**What the exercise asks:** How many lines in the records below contain the word "hair"? Reply with the number alone.

**Records from a collection:**

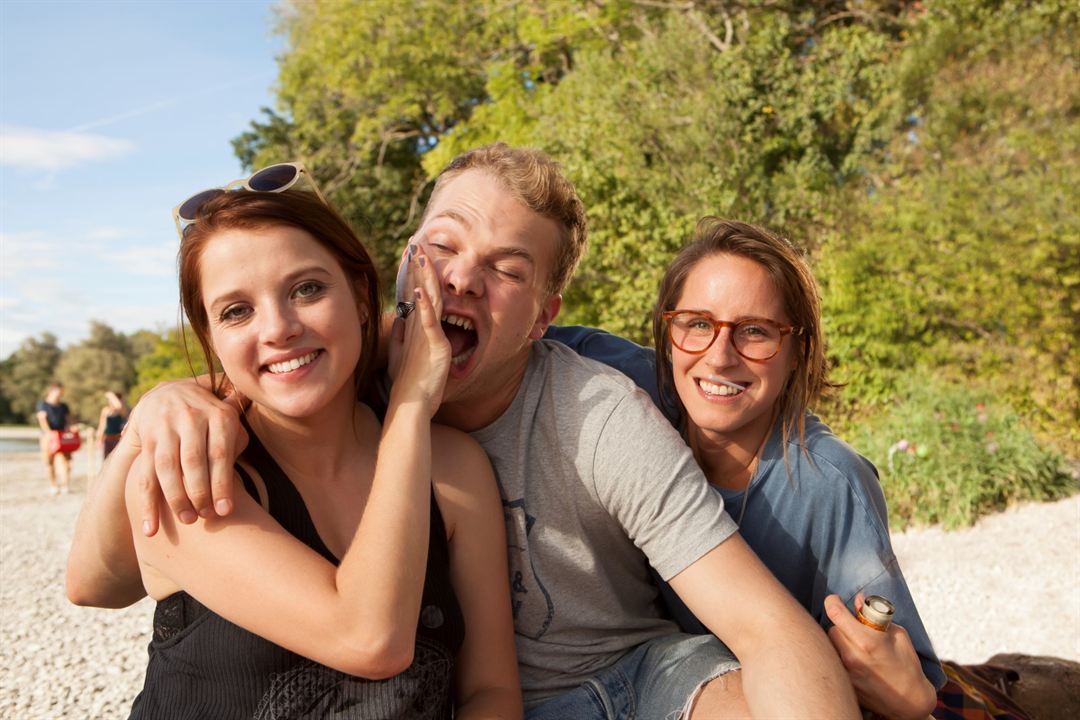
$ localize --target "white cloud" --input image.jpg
[100,243,176,277]
[0,125,135,172]
[0,232,58,277]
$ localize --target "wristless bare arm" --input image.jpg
[671,534,860,719]
[67,380,247,608]
[66,436,146,608]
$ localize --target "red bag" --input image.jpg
[49,430,82,454]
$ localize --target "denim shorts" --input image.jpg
[525,633,739,720]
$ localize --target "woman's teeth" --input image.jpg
[443,315,473,330]
[267,350,319,375]
[698,380,746,397]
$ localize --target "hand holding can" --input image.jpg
[855,595,896,633]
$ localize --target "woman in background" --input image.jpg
[97,390,129,459]
[35,382,71,495]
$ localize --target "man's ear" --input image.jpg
[352,275,372,327]
[529,294,563,340]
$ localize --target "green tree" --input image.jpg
[818,0,1080,456]
[129,327,207,405]
[2,332,62,422]
[56,321,135,424]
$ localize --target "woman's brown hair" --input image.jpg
[652,216,832,457]
[177,190,380,398]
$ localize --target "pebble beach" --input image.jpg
[0,433,1080,720]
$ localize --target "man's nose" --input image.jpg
[705,327,740,367]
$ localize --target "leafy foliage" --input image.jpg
[129,328,207,405]
[852,377,1075,529]
[0,332,62,424]
[0,0,1080,522]
[818,2,1080,454]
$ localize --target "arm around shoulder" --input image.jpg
[671,534,859,718]
[66,438,146,608]
[432,425,522,719]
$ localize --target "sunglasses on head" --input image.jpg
[173,163,326,240]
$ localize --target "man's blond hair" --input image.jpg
[428,142,588,295]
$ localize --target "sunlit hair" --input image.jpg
[178,190,380,397]
[652,217,832,459]
[421,142,589,295]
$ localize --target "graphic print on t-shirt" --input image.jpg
[502,498,555,640]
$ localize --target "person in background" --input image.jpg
[68,144,858,720]
[97,390,129,459]
[35,382,71,495]
[546,217,945,719]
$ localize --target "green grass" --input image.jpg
[849,379,1078,530]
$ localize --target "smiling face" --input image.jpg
[199,226,366,418]
[671,254,795,448]
[415,169,561,429]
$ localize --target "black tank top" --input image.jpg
[131,429,464,720]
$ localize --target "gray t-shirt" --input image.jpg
[472,340,735,703]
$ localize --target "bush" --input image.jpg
[850,376,1077,530]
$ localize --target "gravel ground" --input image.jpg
[0,452,1080,720]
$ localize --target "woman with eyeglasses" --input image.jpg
[546,217,945,718]
[78,164,522,720]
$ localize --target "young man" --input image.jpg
[68,145,858,719]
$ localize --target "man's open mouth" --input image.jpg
[443,314,480,366]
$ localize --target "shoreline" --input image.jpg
[0,451,1080,720]
[0,425,41,440]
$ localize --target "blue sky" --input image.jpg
[0,0,284,357]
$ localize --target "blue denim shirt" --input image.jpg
[544,327,945,688]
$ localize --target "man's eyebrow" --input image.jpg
[431,207,472,230]
[495,245,537,267]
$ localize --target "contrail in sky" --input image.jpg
[67,72,272,133]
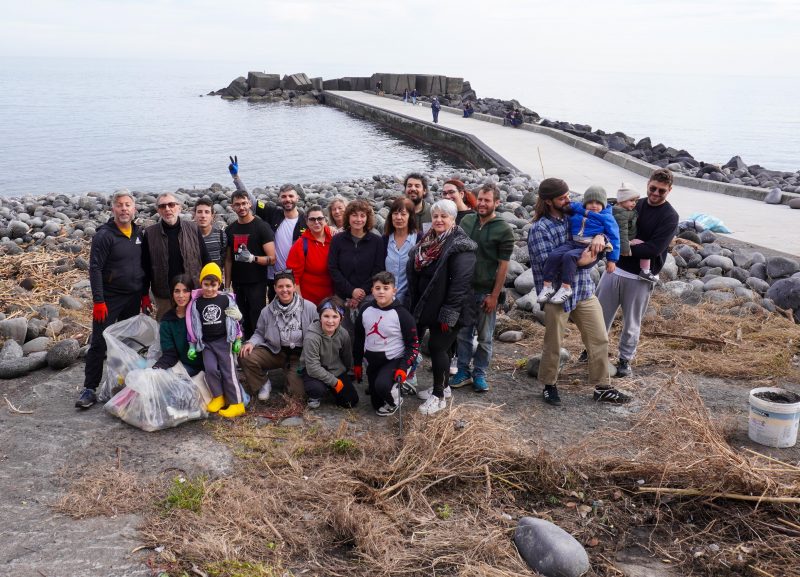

**Exercise solution:** 3